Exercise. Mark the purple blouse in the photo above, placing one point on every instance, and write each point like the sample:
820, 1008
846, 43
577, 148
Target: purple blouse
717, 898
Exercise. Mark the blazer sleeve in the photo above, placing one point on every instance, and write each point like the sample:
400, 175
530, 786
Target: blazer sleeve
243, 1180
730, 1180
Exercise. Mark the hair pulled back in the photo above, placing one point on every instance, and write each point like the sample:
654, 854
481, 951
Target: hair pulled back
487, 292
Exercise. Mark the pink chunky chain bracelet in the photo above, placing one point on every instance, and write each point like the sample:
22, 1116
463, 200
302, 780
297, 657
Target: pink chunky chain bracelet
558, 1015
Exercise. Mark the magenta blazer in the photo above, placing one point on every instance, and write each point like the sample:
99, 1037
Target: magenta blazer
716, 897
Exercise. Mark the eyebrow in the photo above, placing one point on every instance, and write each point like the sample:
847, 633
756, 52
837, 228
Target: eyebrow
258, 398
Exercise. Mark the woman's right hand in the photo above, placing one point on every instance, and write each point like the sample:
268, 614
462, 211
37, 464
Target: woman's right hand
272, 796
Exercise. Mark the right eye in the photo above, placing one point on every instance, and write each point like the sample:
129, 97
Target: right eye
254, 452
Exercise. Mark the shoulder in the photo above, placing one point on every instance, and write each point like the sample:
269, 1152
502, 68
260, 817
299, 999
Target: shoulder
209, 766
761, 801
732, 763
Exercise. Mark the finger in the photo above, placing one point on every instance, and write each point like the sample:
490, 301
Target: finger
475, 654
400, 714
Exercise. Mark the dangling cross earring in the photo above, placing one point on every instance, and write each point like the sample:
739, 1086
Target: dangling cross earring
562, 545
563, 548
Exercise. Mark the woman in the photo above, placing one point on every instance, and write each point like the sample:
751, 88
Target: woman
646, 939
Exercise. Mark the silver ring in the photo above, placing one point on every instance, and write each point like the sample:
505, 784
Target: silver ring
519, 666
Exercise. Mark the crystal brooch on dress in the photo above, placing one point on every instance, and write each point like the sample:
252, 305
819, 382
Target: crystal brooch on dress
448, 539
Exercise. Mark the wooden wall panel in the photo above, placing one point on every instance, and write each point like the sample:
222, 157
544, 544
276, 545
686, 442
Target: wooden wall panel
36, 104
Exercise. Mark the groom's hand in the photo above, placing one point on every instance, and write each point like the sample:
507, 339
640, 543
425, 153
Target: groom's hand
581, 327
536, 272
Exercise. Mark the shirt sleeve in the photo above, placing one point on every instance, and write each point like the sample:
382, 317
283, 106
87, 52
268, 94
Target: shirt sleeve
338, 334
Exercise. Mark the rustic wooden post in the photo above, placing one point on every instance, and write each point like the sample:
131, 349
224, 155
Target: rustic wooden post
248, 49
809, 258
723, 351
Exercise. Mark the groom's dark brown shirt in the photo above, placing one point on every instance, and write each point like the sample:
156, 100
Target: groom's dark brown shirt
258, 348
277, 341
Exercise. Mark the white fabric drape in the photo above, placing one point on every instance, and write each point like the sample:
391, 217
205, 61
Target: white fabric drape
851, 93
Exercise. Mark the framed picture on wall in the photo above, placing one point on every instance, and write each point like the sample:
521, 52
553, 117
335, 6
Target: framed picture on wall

----------------

● **THE PROBLEM**
Copy the part of the listing that begins with the line containing "Exercise. Mark the rustic" and runs through the end of the listing, keeping every line. Add 21 to each number in the answer coordinates, and leave all other lines unchanged.

● **SOLUTION TO THIS TASK**
Exercise. Mark the rustic wooden post in the photo above, placing one point on every instance, and write each point like the sample:
131, 349
224, 155
Target: rustic wooden post
269, 70
830, 279
744, 372
Exercise. Mark the groom's dark brown shirt in the photo above, placing one point on every instance, and write each point like the sample:
156, 100
Target: groom's dark brown shirt
279, 369
298, 362
Exercise. Mark the white fabric drape in the photo above, placing one point on every instance, and write each point like the sample:
391, 217
205, 61
Target: white fabric drape
872, 114
Exercise. Mark the framed picture on wall in the photo above, placing one point on every instance, and write each point like the sample:
521, 52
553, 117
335, 6
Target: framed picture on wall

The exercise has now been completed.